Put the lines running from the start of the items through the line containing "<point>192,145</point>", both ends included, into a numbered list, leaving out any blank lines.

__________

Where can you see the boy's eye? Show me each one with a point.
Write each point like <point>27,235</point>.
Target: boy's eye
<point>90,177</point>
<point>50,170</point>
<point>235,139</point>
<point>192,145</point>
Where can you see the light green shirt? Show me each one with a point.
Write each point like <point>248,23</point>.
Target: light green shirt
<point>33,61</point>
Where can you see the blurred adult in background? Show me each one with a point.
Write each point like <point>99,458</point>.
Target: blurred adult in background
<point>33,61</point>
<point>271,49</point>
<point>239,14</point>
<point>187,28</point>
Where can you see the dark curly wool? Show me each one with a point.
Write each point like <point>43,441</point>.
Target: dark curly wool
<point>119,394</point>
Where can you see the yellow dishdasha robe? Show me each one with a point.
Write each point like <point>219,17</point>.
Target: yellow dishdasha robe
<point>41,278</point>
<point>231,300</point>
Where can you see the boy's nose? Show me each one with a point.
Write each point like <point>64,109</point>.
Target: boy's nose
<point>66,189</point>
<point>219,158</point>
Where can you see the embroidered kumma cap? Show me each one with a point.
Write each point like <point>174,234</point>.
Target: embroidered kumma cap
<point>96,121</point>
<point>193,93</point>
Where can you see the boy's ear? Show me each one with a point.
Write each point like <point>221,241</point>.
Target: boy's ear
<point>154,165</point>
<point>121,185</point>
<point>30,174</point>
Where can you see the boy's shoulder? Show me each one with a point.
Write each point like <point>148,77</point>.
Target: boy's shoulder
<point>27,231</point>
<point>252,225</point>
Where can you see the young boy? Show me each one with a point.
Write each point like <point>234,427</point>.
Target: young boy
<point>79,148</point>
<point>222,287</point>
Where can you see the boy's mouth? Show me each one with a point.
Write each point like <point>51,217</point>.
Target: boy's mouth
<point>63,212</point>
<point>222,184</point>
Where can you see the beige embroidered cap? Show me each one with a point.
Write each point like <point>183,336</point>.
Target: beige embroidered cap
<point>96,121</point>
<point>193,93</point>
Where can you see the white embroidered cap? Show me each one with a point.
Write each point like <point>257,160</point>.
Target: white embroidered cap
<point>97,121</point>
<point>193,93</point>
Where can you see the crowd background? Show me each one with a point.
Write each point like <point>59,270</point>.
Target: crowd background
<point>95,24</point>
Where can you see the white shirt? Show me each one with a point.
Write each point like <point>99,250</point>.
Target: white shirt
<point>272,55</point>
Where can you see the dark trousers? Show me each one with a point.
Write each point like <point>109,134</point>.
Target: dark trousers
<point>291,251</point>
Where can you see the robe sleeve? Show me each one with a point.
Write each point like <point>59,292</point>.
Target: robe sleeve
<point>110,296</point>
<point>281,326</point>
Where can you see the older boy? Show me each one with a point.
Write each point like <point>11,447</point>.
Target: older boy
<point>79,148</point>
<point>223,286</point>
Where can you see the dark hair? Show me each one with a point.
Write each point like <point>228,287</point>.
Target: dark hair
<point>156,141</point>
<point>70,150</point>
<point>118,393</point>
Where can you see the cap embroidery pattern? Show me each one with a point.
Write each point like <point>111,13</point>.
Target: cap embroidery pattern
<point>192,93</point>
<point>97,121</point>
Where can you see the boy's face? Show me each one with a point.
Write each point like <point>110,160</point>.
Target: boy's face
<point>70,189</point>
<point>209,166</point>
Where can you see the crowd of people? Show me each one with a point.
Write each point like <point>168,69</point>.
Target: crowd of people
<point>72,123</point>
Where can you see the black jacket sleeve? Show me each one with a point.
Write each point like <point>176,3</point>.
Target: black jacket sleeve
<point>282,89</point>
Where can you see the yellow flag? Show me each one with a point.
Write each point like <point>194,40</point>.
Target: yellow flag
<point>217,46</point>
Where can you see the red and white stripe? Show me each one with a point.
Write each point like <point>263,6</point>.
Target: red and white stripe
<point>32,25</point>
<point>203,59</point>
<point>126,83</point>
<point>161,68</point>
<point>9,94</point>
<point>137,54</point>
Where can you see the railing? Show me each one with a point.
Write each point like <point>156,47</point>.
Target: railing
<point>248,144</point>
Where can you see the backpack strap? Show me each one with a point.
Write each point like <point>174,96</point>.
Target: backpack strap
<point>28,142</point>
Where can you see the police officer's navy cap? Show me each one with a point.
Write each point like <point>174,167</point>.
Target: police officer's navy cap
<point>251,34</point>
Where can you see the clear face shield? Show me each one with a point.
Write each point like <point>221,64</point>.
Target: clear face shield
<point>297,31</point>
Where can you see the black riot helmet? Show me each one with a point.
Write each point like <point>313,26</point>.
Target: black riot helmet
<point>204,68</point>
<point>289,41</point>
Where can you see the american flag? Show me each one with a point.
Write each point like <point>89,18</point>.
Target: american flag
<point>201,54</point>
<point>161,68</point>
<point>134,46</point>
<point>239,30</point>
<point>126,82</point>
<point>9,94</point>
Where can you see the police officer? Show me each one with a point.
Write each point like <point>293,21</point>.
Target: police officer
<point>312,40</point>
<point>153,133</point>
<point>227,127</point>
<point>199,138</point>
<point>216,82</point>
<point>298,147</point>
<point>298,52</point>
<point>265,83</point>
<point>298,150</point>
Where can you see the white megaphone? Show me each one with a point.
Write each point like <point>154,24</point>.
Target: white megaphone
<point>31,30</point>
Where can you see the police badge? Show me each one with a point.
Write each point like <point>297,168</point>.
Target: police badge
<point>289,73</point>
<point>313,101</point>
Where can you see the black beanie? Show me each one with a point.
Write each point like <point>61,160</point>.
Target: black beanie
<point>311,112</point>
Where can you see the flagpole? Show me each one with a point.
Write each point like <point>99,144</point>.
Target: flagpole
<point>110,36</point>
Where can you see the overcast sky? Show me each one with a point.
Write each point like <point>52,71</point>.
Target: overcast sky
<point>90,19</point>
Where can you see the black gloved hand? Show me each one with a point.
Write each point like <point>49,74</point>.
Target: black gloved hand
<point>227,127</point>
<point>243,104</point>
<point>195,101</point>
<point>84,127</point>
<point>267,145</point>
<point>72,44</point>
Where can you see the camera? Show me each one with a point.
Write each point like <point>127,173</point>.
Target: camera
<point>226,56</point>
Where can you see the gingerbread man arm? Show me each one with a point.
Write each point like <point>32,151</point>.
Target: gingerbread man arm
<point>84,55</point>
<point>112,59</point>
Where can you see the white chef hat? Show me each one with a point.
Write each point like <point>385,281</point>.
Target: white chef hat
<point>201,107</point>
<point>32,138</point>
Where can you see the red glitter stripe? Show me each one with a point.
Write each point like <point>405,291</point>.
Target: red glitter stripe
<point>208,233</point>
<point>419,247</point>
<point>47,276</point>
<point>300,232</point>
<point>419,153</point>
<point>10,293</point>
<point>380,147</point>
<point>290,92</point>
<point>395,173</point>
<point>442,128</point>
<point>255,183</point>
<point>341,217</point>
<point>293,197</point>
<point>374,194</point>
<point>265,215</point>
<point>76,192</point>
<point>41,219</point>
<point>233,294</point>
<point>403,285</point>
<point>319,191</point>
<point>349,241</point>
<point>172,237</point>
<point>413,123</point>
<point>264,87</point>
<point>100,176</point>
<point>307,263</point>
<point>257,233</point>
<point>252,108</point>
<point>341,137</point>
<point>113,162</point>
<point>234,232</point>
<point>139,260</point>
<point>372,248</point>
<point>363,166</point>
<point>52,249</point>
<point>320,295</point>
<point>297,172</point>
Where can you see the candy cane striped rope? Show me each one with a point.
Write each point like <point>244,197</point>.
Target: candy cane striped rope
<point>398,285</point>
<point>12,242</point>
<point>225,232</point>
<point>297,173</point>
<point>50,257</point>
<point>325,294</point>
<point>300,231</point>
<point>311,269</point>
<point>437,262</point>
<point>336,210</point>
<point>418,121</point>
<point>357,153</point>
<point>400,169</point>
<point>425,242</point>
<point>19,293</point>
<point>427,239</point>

__________

◆ THE COMPLETED TASK
1. Where can you see the boy's eye? Show me each one with a point.
2. Write each point like <point>27,235</point>.
3. Target: boy's eye
4. <point>90,177</point>
5. <point>50,170</point>
6. <point>235,139</point>
7. <point>192,145</point>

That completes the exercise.